|Publication number||US6047657 A|
|Application number||US 09/356,615|
|Publication date||Apr 11, 2000|
|Filing date||Jul 19, 1999|
|Priority date||Jul 19, 1999|
|Publication number||09356615, 356615, US 6047657 A, US 6047657A, US-A-6047657, US6047657 A, US6047657A|
|Inventors||Steve Jon Cox|
|Original Assignee||Cox; Steve Jon|
|Export Citation||BiBTeX, EndNote, RefMan|
|Patent Citations (3), Referenced by (22), Classifications (12), Legal Events (5)|
|External Links: USPTO, USPTO Assignment, Espacenet|
The sport of surfing is well known and has existed for centuries. Essentially, the sport comprises catching and riding waves whereby a surfer upon a surfboard, facing his body in the same direction as the motion of the wave, uses his arms to paddle until his momentum is equal to that of the waves'. The surfer, if possessing the requisite skill, then stands up upon the board and uses his balance and the shifting of his body weight to control his direction relative the direction of the wave.
Essential to the sport of surfing, however, are ocean waves that possess the requisite size, strength and speed to propel the surfer and surfboard forward. As is known, waves are created by a complex combination of wind and gravity. These factors manifest themselves, in part, by swells that spread out from storms, tide-generating forces created by the sun, moon and earth positions, and the specific direction of the current of the ocean in a given geographic location. As such, based upon this combination of forces, the surf in any given coastal area can vary dramatically from being completely "flat" to over 10 feet in some areas. Moreover, such surfing conditions are continuously in a state of flux, and may only be ideal for a few hours or a few days at a time.
While significant advances have been made with respect to predicting when surf conditions are most ideal for a given coastal area, the intensity and frequency of the waves in many coastal areas are currently incapable of being controllably produced and are thus entirely dependent upon the forces of nature. As such, surfers wishing to enjoy optimal surfing conditions must continuously monitor weather conditions and "surf reports" and further, typically have to forego surfing to the extent a given opportunity to surf under ideal conditions interferes with existing obligations, such as employment.
The drawbacks of unpredictable surfing conditions likewise can detract from surfing events and competitions. In this regard, it is frequently difficult to schedule events based around optimal surfing conditions insofar as the latter are elusive and cannot presently be controlled to coincide with the particular surfing event. As such, it is commonplace to have surfing contests and competitions under sub-optimal conditions that do not test the true ability of the competitors, nor illicit the commensurate level of spectator enthusiasm.

---+---

**Stated exercise 1**:
Gather each line of the listing that contains the word "blue".
The patent text about surfing has no connection to the listing that comes after it.

---+---

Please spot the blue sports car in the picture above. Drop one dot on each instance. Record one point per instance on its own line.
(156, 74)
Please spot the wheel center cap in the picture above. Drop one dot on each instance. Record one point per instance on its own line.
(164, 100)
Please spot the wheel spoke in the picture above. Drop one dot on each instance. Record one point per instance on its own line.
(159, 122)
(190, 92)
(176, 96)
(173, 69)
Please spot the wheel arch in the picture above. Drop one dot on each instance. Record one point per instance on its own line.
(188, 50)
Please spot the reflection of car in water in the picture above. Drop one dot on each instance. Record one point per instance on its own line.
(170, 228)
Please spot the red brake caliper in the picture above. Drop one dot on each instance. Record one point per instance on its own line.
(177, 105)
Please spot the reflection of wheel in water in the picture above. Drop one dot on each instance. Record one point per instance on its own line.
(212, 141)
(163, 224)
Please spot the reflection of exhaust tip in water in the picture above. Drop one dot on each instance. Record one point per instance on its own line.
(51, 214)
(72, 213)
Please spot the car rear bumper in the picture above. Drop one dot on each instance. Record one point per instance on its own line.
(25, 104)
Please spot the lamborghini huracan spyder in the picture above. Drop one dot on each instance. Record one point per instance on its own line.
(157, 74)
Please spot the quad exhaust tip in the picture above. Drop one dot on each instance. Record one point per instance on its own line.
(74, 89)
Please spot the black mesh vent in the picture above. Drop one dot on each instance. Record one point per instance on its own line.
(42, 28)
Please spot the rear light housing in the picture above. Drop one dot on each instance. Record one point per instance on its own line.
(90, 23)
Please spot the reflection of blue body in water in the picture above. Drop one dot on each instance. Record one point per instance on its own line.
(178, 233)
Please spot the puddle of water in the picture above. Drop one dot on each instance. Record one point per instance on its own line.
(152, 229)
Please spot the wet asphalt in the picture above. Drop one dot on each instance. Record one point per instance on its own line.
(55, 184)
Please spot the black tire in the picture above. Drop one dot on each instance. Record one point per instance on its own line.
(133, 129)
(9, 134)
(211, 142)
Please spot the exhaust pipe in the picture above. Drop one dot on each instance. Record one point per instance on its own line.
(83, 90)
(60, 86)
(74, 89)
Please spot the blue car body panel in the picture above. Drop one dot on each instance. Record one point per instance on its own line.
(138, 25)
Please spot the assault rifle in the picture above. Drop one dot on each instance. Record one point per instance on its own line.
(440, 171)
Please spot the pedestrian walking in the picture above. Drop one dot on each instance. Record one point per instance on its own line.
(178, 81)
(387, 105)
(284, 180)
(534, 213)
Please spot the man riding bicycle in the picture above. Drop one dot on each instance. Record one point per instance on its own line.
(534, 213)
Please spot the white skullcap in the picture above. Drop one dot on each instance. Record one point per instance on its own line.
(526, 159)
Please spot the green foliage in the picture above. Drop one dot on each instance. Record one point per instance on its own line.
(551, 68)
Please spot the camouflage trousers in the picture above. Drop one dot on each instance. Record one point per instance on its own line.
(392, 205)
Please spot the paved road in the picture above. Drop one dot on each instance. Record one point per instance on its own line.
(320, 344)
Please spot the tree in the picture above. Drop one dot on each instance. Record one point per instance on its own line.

---+---

**Stated exercise 2**:
In the surfing patent text, which two forces combine to create waves?

**Worked answer 1**:
Please spot the blue sports car in the picture above. Drop one dot on each instance. Record one point per instance on its own line.
Please spot the reflection of blue body in water in the picture above. Drop one dot on each instance. Record one point per instance on its own line.
Please spot the blue car body panel in the picture above. Drop one dot on each instance. Record one point per instance on its own line.

**Worked answer 2**:
Wind and gravity.